= REQUIREMENTS =
Please extract every line of the entries below that contains the word "yellow", matching case exactly, and copy each one unchanged.

═══

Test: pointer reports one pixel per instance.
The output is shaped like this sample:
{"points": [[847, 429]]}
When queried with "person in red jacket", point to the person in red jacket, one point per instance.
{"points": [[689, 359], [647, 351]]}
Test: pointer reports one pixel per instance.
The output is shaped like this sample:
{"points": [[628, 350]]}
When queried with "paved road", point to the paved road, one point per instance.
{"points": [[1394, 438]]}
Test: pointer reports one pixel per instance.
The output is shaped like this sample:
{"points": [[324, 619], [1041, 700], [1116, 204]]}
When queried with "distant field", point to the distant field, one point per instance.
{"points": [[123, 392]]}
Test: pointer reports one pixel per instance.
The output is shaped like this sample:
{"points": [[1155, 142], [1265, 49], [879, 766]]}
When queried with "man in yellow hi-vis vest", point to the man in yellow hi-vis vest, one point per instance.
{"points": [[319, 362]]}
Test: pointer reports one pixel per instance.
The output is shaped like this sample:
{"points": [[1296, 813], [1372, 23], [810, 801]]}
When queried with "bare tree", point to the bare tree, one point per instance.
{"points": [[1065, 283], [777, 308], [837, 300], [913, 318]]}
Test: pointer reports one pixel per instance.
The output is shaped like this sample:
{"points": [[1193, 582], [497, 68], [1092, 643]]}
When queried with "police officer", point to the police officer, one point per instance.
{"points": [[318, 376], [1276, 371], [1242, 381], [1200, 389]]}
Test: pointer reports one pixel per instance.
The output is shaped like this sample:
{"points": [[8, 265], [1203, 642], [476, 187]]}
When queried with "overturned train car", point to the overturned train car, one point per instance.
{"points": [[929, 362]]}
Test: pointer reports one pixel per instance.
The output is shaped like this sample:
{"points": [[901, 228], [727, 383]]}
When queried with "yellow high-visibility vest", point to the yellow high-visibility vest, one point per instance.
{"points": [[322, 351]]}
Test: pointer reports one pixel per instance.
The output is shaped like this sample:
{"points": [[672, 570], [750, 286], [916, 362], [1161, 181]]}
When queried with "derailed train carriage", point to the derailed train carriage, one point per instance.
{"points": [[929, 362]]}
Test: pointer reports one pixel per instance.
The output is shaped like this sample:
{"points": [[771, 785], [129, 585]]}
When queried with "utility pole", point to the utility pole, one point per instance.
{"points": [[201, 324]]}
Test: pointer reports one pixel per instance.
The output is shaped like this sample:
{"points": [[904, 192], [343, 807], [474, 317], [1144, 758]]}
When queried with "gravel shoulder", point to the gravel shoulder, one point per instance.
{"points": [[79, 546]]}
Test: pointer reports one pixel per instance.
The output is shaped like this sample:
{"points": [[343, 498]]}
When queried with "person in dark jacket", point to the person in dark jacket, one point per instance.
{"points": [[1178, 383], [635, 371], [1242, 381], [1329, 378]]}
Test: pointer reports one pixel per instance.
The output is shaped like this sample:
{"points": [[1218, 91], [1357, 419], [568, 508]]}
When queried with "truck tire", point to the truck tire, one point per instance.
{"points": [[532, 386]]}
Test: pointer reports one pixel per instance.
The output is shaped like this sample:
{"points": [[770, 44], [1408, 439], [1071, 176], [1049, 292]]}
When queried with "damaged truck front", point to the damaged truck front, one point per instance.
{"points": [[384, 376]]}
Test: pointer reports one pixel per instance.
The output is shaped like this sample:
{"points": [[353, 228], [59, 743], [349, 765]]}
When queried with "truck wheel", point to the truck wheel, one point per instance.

═══

= EXERCISE RESULT =
When queried with "man in yellow hi-vis vest", point to the man in yellow hi-vis vest, one point per instance.
When queried with "yellow high-visibility vest", point to the yellow high-visibility vest, one point per instance.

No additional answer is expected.